_Coordinate annotation records_.
== == ==

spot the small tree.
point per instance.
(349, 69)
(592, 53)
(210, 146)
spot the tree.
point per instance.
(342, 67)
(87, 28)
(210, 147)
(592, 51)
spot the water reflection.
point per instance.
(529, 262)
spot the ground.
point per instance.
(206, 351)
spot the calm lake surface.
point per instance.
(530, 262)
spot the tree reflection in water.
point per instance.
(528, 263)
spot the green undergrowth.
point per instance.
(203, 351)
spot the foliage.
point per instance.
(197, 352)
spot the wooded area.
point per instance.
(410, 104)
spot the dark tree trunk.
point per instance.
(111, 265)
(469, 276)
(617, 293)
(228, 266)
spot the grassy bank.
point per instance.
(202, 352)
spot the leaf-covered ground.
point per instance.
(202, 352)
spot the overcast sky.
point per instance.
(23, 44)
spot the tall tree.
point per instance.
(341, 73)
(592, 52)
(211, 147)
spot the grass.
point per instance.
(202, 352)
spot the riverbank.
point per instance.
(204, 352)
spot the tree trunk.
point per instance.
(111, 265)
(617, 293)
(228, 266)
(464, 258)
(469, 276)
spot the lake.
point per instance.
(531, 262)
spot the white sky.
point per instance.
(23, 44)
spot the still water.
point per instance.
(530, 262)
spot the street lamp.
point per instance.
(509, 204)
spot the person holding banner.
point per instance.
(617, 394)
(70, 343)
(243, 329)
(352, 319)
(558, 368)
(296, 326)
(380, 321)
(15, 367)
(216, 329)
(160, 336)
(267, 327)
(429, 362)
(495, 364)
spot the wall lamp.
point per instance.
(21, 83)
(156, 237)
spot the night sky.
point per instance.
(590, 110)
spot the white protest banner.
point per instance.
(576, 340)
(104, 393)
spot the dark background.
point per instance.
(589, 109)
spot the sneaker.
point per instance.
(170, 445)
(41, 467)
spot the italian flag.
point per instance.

== == ==

_Your instructions_. Rewrite the items starting at the line that contains "spot the grassy bank." and ending at the last line of the items, requests included. Scale every coordinate in the answers by 1.1 and round each result to a whole number, rounding halves up.

_Problem solution_.
spot the grassy bank.
point per instance.
(222, 387)
spot the leaf-covered ground.
point per instance.
(222, 387)
spot the overcast sky.
point per instance.
(25, 48)
spot the tall tree.
point per instance.
(375, 80)
(651, 57)
(232, 162)
spot the grass.
point per instance.
(222, 387)
spot the riverbank.
point per instance.
(224, 387)
spot the tree trunk.
point per instance.
(122, 292)
(679, 322)
(251, 293)
(510, 284)
(516, 304)
spot the lake.
point per instance.
(584, 288)
spot the white sky.
point per instance.
(25, 48)
spot the still water.
point per instance.
(583, 288)
spot the street lamp.
point per instance.
(560, 224)
spot the person holding banner.
point per instance.
(679, 433)
(77, 377)
(267, 362)
(387, 351)
(614, 405)
(326, 359)
(418, 353)
(17, 404)
(238, 362)
(176, 370)
(294, 360)
(472, 398)
(545, 400)
spot the wall lamp.
point per instance.
(23, 91)
(172, 261)
spot the night sky.
point per instance.
(649, 121)
spot the white protest banner.
point per instance.
(634, 374)
(114, 432)
spot the dark background.
point per instance.
(648, 120)
spot the sneaker.
point per instance.
(187, 490)
(45, 514)
spot the italian flag.
point per instance.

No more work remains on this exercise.